* _Activity_
Please restate the data exactly, from the first line to the last.

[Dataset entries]
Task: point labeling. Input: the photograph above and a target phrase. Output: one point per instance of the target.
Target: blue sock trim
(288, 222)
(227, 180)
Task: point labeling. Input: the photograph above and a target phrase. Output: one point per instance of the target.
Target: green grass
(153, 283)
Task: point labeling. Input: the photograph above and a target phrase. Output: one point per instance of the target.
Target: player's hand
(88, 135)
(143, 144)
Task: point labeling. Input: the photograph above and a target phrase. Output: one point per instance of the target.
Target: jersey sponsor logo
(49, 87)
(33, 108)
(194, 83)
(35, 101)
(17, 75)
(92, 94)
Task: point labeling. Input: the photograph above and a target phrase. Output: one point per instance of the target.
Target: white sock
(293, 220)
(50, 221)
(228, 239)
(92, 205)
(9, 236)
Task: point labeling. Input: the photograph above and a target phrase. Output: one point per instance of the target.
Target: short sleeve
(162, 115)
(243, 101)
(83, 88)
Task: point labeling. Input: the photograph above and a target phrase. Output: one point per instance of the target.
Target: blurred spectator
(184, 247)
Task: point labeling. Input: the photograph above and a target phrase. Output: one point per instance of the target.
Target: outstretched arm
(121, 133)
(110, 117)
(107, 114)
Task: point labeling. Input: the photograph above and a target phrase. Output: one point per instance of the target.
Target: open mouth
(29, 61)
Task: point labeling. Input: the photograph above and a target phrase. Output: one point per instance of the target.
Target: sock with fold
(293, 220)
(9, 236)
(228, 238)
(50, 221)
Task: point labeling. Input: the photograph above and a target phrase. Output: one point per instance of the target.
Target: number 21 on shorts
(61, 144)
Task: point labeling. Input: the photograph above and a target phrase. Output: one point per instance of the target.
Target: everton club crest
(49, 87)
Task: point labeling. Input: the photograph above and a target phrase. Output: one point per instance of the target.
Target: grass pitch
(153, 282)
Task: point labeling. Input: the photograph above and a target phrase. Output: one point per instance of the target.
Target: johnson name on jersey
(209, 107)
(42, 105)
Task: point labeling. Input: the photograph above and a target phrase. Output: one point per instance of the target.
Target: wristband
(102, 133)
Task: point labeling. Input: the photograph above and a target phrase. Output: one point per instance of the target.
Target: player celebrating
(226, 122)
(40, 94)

* _Output of the exercise_
Task: point labeling. Input: the photograph above and a target phrase. Output: one point per instance of the target.
Target: blue sock trim
(288, 222)
(227, 180)
Task: point labeling. Input: the photograph above and a target phrase. Output: one point per instance of the target.
Target: green grass
(153, 283)
Task: point labeling. Input: the photograph above and a target phrase. Output: one point per instance of the target.
Target: player's hand
(88, 135)
(143, 144)
Task: point labeling. Input: the photograph above and a target phrase. Output: one point per instance of the target.
Target: jersey sponsor logo
(49, 87)
(33, 108)
(194, 83)
(35, 101)
(17, 75)
(92, 94)
Task: point labeling. Input: the photograph above and a target phrase. Output: one point per instance of the target.
Target: white sock
(293, 220)
(50, 221)
(228, 239)
(92, 205)
(9, 236)
Task: point labeling. Input: the photograph above and a target phrase. Output: one point per instance of the target.
Target: short sleeve
(162, 115)
(243, 101)
(83, 88)
Task: point labeling. Input: the photograph above and a target phrase. Output: one point per instance of the target.
Target: blurred spectator
(184, 247)
Task: point labeling. Input: the photograph above and a target phrase. Output: one point per instance of the target.
Target: outstretched arm
(121, 133)
(110, 117)
(107, 114)
Task: point labeling. Input: the photograph above and a target phrase. Output: one point per instance of the target.
Target: open mouth
(29, 61)
Task: point labeling. Input: the photograph above and a target phrase. Output: one point per instance of the target.
Target: sock with fold
(293, 220)
(9, 236)
(228, 238)
(50, 221)
Task: point labeling. Input: the photograph above and a target phrase. Output: one point per instance of the target.
Target: number 21 on shorts
(61, 144)
Task: point labeling. Input: the photograph above and a target phrase. Output: one point per instance of the target.
Target: everton club crest
(49, 87)
Task: point labeling. Input: the photograph above and a target phrase. Output: one point per instance of the target.
Target: grass pitch
(153, 282)
Task: point labeling. Input: the photograph above and a target phrase. Output: one point per instance of the target.
Target: johnson name on jersey
(209, 107)
(42, 105)
Task: point labeling. Input: the photograph above and a target phrase. Output: one point per instance of the target.
Target: wristband
(102, 133)
Task: point labeling. Input: the photograph above and a target phrase. Output: one point per instance of the target.
Target: player celebrating
(226, 122)
(40, 94)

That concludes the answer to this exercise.